● **Material provided**
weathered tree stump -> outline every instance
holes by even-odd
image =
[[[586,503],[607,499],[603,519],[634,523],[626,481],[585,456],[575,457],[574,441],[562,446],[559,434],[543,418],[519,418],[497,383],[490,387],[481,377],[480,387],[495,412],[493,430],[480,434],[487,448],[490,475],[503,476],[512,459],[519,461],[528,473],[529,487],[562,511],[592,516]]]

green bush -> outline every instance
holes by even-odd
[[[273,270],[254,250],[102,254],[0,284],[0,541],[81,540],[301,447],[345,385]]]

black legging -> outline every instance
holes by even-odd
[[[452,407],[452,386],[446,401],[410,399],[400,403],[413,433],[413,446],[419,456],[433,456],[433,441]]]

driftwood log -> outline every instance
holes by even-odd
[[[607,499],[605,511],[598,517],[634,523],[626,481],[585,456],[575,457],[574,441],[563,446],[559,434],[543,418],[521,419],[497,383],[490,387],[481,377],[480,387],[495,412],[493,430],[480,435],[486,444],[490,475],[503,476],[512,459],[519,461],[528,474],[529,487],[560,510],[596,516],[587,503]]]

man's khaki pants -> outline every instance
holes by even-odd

● **Stated goal**
Switch "khaki" to "olive" in everything from the line containing "driftwood log -> outline every instance" down through the end of the data, leaving all else unchanged, and give only those lines.

● **Response to the task**
driftwood log -> outline every instance
holes by even-odd
[[[607,499],[605,511],[598,517],[634,523],[626,481],[585,456],[575,457],[574,441],[563,446],[559,434],[543,418],[521,419],[497,383],[490,387],[481,377],[480,387],[495,412],[493,430],[480,435],[486,444],[490,475],[503,476],[512,459],[519,461],[528,474],[529,487],[560,510],[596,516],[587,503]]]

man's olive pants -> outline every instance
holes by even-odd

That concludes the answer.